Big Fish ( Büyük Balık) Film Analizi
Big Fish – Büyük Balık modern bir masal anlatımı… Yönetmen Tim Burton’ın filmografisine baktığımızda Beterböcek, Alis Harikalar Diyarında, Ölü Gelin ve Makas Elleri gibi yapımlar görüyoruz ki bunlar her birisi kendi atmosferi bulunan oldukça fantastik yapımlar.
Big Fish işte böyle bir yönetmenin ellerinde Ewan McGregor gibi çok sağlam bir oyuncuyla buluşunca ortaya insanı etkisi altına alan bir yapıma dönüşmüş. Bu arada filmde Dövüş Kulübünün Marla’sı Helena Carter’da yer alıyor.

* _İstenenler_
(A) Big Fish analizine göre filmin yönetmeni kimdir?
(B) Big Fish analizini kaldığı yerden sürdürün.
Sonraki liste, Big Fish analizinden ayrı bir malzemedir.

İşaretleme verisinden alıntılar:
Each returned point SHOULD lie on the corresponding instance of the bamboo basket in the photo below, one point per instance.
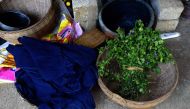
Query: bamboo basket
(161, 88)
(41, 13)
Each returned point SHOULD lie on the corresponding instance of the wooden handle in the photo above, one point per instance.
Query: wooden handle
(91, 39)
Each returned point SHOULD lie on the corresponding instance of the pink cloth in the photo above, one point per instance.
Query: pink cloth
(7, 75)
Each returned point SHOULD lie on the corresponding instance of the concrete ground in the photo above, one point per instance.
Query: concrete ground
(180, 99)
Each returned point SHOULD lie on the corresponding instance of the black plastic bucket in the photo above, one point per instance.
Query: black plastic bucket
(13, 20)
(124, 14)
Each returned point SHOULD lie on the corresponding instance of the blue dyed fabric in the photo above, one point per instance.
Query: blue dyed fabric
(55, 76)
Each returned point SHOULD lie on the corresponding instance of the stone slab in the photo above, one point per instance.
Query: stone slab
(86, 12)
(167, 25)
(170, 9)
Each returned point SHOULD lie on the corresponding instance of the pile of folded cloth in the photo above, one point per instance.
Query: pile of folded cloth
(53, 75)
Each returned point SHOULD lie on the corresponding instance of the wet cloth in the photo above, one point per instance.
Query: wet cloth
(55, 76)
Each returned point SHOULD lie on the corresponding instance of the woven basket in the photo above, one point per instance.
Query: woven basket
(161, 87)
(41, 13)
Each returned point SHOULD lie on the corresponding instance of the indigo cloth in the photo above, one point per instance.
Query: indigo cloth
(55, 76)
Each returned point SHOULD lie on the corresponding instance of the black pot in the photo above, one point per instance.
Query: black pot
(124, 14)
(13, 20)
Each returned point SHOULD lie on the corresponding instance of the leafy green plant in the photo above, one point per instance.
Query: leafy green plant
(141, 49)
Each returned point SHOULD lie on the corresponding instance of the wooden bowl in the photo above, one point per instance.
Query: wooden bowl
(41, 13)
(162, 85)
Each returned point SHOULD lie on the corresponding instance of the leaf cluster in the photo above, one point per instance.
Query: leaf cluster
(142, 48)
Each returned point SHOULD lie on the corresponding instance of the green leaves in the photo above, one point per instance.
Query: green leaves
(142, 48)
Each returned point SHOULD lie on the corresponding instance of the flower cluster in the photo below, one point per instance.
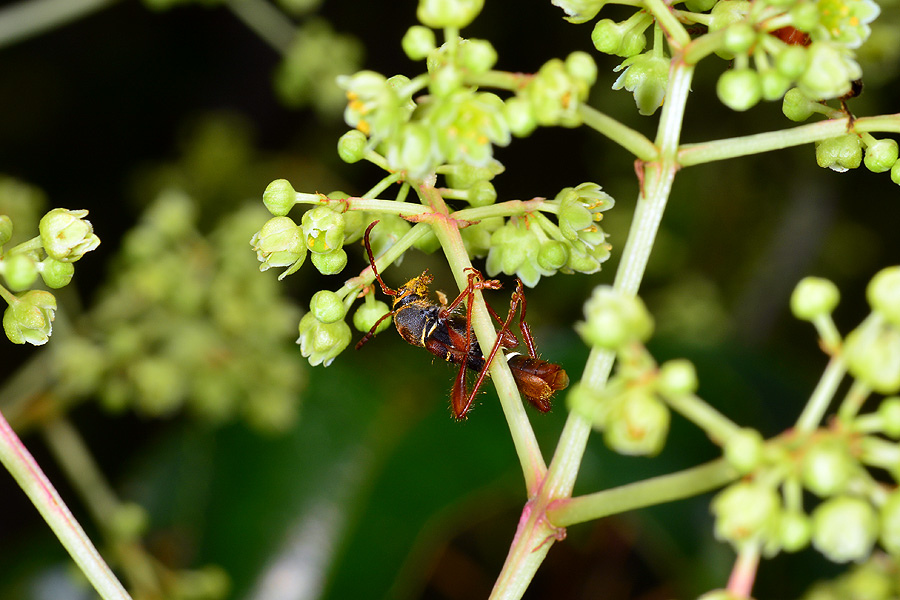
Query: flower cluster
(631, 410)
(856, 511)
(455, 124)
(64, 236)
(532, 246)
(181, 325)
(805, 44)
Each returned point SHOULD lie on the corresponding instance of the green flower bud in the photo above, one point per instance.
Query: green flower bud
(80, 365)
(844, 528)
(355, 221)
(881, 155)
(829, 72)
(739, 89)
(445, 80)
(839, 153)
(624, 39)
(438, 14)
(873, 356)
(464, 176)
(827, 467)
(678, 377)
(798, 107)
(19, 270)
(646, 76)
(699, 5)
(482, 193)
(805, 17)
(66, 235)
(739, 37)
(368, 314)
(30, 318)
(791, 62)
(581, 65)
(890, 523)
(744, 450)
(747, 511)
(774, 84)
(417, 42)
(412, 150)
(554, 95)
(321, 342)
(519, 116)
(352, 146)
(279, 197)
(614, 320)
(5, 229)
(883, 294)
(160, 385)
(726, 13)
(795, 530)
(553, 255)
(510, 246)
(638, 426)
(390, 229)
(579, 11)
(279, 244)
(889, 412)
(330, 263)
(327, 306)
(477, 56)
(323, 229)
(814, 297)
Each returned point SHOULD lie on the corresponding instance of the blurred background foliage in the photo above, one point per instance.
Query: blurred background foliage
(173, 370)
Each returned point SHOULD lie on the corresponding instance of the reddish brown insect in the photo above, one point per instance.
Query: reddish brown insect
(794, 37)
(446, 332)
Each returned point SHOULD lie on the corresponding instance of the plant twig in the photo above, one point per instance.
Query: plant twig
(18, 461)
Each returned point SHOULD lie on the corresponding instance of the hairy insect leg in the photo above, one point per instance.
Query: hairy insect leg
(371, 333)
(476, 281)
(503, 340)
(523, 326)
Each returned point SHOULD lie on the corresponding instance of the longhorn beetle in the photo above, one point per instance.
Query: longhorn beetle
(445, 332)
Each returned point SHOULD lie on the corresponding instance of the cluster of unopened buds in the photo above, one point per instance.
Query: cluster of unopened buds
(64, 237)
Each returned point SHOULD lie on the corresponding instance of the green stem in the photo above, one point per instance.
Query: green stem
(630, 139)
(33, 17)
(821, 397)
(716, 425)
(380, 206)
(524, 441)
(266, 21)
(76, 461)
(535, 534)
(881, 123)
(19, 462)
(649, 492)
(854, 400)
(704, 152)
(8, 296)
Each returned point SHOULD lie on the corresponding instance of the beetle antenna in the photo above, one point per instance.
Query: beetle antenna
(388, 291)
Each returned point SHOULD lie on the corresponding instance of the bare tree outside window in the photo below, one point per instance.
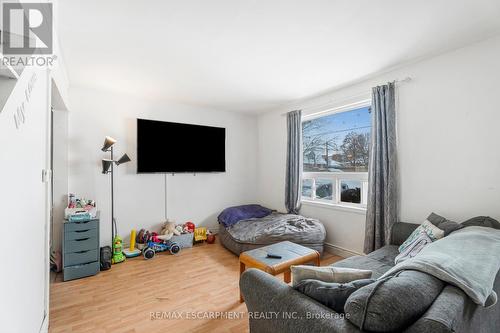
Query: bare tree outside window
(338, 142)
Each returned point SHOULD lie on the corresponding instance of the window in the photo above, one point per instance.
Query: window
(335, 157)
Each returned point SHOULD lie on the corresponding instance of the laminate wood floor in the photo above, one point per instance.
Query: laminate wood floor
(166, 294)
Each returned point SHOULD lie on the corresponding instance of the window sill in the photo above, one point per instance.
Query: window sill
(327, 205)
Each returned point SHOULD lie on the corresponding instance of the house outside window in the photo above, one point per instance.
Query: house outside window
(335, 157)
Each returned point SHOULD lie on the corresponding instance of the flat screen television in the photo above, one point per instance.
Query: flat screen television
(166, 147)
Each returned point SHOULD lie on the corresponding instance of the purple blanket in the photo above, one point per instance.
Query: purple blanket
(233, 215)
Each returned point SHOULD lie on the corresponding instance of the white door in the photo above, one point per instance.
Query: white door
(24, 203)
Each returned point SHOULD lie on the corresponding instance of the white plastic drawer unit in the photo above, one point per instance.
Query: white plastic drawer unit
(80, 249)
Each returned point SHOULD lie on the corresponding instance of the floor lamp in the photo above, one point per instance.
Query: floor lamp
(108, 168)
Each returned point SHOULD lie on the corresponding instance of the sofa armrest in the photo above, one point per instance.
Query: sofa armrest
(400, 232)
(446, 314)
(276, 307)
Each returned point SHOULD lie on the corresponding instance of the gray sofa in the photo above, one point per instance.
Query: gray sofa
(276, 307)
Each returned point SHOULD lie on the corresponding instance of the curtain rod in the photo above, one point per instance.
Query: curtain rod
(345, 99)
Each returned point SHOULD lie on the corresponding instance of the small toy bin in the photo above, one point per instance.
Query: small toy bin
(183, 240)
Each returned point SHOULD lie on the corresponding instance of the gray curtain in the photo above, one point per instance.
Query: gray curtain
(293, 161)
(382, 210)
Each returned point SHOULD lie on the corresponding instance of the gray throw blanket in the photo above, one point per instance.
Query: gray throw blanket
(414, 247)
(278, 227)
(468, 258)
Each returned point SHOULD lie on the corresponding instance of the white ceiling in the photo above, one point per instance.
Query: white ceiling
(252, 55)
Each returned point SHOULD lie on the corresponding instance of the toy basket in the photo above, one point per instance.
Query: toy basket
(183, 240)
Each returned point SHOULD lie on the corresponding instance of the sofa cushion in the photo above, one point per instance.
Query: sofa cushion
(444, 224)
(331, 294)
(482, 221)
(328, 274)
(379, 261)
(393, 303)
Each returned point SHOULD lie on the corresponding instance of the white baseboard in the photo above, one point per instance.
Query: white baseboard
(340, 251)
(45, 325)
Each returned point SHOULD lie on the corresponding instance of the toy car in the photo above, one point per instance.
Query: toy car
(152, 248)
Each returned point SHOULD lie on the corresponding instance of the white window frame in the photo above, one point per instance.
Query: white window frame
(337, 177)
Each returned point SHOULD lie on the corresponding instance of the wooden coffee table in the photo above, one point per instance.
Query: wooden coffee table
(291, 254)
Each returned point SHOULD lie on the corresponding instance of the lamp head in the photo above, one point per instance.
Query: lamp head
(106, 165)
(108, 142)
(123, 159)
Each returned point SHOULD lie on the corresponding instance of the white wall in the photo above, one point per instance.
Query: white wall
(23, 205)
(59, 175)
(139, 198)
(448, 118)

* _Nihai Cevaplar_
(A) Tim Burton

(B)
Ünlü halk bilimci Propp’un masal anlatılarını belli bir kalıba sokarak incelemeye çalışan masal çözümleme tekniği bulunuyor. İlgilileri bunu çok iyi bilirler. Ben bu video bir makale olsaydı bu maddeleri tek tek filme uyarlardım ancak buna gerek duymadan sadece bir not olarak şunu belirteyim ki Propp’un masal çözümleme tekniğine birebir uyan bir anlatımı var Big Fish’in.
Film ne anlatıyor?
Filmde hayalleriyle bütünleşmiş ve onları kendi gerçekliğine dönüştürmüş bir adam seyrediyoruz. Gençliğinden itibaren inanılmaz bir inançla, inanılmaz bir ısrarla tüm bu kurgularını herkese ama herkese gerçekmiş gibi sunan birisi… Bu bir taraf… Diğer taraftaysa babasının anlatılarıyla büyüyen bir çocuk var. Bu çocuk büyüyünce sözüm ona yetişkin olunca babasının bu anlatılarını sorgulamaya başlıyor ve ondan uzaklaşıyor.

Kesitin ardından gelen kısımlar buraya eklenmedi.